START Records to process
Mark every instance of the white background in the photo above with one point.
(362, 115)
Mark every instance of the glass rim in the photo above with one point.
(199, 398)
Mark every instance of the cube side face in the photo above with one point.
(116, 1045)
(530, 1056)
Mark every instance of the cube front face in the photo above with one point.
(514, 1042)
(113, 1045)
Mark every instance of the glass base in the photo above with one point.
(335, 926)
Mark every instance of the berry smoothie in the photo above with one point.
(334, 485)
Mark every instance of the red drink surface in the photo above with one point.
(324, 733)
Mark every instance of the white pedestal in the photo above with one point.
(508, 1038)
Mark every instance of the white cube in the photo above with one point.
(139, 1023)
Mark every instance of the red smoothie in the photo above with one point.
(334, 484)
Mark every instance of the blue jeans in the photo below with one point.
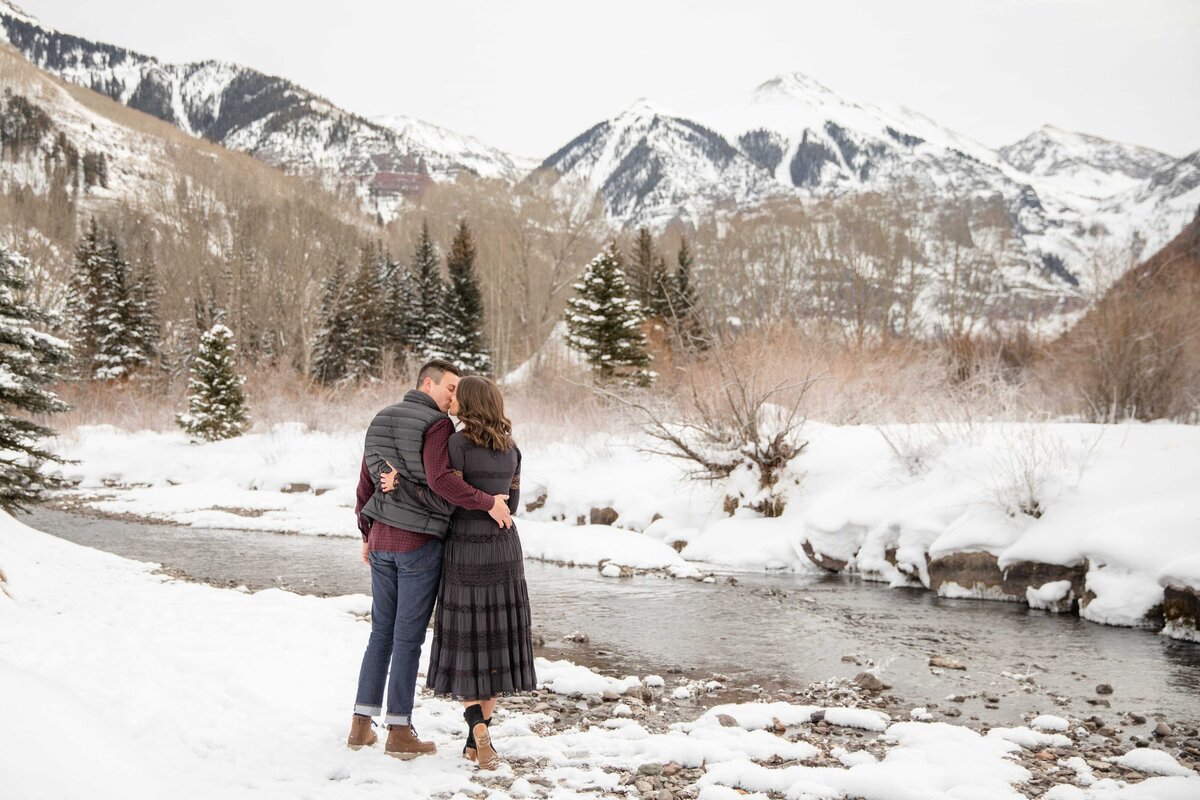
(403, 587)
END Records to process
START Records to process
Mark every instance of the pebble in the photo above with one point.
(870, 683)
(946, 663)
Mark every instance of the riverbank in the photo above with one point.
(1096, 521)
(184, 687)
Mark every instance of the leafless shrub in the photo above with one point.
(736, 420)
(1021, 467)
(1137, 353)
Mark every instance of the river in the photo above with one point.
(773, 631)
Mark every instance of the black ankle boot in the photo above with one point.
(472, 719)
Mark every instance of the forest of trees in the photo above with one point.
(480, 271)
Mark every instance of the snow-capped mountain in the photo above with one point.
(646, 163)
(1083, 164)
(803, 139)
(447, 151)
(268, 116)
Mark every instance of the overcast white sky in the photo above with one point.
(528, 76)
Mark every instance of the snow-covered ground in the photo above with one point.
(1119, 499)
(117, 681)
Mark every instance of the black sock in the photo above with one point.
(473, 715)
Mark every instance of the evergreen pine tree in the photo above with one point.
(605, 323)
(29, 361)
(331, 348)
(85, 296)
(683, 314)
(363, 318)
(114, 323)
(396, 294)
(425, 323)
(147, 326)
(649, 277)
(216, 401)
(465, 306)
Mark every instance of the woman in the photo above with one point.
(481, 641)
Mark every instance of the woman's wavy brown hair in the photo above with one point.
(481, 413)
END Records to process
START Records to process
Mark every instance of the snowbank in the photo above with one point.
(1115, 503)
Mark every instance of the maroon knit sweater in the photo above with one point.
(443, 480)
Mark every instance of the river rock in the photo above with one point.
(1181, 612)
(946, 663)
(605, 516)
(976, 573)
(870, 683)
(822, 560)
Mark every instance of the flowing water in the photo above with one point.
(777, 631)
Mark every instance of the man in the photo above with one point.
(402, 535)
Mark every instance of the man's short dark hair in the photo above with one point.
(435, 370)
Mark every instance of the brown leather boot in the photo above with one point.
END Records to process
Retype exactly the span of lines from the one with "Mark every instance of the snowbank" through the one with "Mark every instance of the brown"; include both ends and omit the rest of the material.

Mark every instance of the snowbank in the photo above with one point.
(1115, 503)
Mark every instance of the maroon knit sweater in the photo above with one point.
(443, 480)
Mark every instance of the river rock in the photo above with one point.
(1181, 612)
(946, 663)
(605, 516)
(976, 573)
(870, 683)
(822, 560)
Mark every instance of the flowing water in the photo above with one point.
(777, 631)
Mark every instance of the man in the photo above with one point.
(402, 535)
Mark every instance of the man's short dark hair in the photo above with one point.
(435, 370)
Mark every instance of the brown leather boot in the photo above with one point.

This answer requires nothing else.